**The tasks**
1) From the text on Scott Sharrard, extract word for word the part that opens with the words containing "What is remarkable" and closes with "(and Pennsylvania) roots.".
2) Answer these questions using the text on Scott Sharrard:
(a) In what year did Sharrard join Little Feat?
(b) Which album was released after Gregg Allman's death?
(c) What is the title of Sharrard's most recent solo effort?

**Given text**
Veteran band Little Feat is currently celebrating the 45th anniversary of its landmark album Waiting For Columbus. For vocalist and guitarist Scott Sharrard, who first played with the band in 2019, it's an example of a live recording that elevated the status of live rock albums.

Scott Sharrard cut his musical teeth on Little Feat and the Allman Brothers Band, a fact that's maybe not too remarkable considering that he was born in the 1970s and came of age of in the '80s, a time when both groups were reuniting and expanding their musical legacy with new recordings and burning-hot live shows.

What is remarkable is that the Michigan-born and Wisconsin-raised guitarist and vocalist played with both Gregg Allman and, now, Little Feat, a band he joined in 2019. His time with the late Allman Brothers leader resulted in two late-career LPs, including the highly acclaimed "Southern Blood." It was released after Allman's death and features the haunting Sharrard co-write "My One True Friend" (which, along with the album, earned a Grammy nomination).

Along the way, Sharrard has recorded a series of well-received solo efforts, including his most recent, "Rust Belt," which captures beautifully the spirit of his Michigan and Wisconsin (and Pennsylvania) roots.

Excerpts from a detection dataset:
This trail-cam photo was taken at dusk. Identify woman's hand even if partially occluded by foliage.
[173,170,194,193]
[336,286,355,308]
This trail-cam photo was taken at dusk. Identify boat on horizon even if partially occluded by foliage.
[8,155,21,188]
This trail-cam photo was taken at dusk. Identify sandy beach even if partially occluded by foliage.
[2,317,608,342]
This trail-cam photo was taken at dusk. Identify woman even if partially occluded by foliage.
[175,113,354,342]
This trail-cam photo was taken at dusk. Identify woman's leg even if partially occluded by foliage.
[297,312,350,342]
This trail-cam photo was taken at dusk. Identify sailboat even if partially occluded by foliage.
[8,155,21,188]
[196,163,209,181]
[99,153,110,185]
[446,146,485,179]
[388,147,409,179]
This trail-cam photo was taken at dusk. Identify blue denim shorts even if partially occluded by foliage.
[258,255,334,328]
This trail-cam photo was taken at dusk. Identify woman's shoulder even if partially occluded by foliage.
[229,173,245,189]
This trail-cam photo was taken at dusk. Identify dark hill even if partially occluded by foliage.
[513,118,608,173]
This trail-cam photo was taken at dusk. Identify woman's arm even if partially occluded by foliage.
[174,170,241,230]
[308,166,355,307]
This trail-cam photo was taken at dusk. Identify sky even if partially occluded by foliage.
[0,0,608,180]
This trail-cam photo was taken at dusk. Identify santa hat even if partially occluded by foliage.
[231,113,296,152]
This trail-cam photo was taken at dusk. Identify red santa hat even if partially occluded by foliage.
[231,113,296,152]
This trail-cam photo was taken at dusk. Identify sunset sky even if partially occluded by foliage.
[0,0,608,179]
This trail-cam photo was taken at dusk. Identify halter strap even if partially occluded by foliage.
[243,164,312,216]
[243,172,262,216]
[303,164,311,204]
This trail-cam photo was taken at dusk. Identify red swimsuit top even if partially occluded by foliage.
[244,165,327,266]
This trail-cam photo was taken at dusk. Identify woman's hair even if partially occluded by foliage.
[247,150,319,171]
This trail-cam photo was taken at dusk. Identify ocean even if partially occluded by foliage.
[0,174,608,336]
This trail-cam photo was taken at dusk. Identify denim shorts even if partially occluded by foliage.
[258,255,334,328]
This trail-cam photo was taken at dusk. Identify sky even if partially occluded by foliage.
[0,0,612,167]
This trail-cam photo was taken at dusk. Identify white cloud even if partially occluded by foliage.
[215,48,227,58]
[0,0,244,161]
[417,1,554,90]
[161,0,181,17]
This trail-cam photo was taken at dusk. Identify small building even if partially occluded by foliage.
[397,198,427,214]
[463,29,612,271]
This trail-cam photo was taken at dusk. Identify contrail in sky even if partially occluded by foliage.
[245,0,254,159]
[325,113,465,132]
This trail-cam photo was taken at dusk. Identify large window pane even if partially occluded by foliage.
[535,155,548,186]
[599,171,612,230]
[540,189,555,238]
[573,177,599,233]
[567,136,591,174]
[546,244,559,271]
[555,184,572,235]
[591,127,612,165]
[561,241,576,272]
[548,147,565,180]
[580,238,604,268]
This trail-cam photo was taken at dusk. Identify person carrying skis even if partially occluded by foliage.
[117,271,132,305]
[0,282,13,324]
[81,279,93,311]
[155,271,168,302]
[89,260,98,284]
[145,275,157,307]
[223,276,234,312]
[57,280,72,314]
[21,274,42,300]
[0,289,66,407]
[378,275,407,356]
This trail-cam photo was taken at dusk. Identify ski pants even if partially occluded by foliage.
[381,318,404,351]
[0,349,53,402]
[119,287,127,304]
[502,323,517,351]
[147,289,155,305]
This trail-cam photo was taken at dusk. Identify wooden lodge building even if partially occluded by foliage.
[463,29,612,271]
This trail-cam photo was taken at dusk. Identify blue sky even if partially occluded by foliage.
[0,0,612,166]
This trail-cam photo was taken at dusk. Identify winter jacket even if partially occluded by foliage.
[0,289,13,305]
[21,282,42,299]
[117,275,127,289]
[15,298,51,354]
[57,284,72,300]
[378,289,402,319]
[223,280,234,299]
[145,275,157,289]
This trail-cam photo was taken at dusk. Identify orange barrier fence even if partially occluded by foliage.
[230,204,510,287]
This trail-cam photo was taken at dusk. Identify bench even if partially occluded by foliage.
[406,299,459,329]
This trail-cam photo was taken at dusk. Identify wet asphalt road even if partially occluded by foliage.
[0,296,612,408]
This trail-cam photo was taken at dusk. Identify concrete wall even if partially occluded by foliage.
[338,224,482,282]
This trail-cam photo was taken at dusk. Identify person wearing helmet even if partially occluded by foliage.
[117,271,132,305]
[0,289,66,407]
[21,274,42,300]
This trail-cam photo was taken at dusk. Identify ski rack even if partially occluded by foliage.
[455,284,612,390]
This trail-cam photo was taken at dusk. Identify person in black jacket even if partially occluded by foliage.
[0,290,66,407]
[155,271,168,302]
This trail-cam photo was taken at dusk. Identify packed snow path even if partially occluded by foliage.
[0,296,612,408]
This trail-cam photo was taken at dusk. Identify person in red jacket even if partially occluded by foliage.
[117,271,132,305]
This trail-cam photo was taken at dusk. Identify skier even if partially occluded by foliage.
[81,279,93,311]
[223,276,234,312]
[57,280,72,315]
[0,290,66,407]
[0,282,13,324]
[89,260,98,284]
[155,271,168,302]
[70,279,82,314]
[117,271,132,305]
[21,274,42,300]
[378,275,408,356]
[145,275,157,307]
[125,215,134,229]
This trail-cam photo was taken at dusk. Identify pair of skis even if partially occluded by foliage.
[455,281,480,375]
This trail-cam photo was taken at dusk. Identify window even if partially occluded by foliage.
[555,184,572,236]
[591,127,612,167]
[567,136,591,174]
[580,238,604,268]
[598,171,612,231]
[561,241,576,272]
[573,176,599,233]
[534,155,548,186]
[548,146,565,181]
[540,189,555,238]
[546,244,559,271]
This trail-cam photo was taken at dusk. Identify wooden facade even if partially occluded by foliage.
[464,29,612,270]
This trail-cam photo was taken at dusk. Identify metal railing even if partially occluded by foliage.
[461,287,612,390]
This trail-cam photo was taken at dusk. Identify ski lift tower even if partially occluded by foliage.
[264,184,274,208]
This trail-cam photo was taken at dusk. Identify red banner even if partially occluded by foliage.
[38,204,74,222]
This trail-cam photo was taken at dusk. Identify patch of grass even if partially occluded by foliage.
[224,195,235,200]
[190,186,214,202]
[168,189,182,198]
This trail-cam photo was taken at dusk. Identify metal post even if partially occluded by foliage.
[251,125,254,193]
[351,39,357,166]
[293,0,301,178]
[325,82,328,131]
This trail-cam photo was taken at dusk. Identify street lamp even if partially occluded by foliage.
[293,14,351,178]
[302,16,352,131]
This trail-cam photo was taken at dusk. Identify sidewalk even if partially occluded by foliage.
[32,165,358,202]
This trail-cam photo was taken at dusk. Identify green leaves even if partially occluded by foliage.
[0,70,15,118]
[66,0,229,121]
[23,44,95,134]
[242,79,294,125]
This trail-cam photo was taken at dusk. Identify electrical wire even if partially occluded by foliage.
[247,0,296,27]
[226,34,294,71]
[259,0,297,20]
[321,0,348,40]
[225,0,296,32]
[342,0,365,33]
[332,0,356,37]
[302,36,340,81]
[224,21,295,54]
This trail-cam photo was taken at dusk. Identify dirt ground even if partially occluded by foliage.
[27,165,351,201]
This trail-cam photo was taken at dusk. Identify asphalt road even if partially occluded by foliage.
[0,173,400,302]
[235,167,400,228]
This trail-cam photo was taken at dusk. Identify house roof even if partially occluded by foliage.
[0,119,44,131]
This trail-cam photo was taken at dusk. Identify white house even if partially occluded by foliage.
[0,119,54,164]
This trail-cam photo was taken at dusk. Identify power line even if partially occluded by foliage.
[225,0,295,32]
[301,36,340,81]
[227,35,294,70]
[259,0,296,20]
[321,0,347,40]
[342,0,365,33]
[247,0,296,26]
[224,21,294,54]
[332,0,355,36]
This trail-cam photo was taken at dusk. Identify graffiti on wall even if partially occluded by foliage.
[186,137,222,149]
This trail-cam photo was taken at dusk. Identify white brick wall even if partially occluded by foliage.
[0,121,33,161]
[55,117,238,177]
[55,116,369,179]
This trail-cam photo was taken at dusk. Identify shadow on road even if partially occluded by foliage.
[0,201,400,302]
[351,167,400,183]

**Task-by-task answers**
1)
What is remarkable is that the Michigan-born and Wisconsin-raised guitarist and vocalist played with both Gregg Allman and, now, Little Feat, a band he joined in 2019. His time with the late Allman Brothers leader resulted in two late-career LPs, including the highly acclaimed "Southern Blood." It was released after Allman's death and features the haunting Sharrard co-write "My One True Friend" (which, along with the album, earned a Grammy nomination).

Along the way, Sharrard has recorded a series of well-received solo efforts, including his most recent, "Rust Belt," which captures beautifully the spirit of his Michigan and Wisconsin (and Pennsylvania) roots.

2)
(a) 2019
(b) "Southern Blood"
(c) "Rust Belt"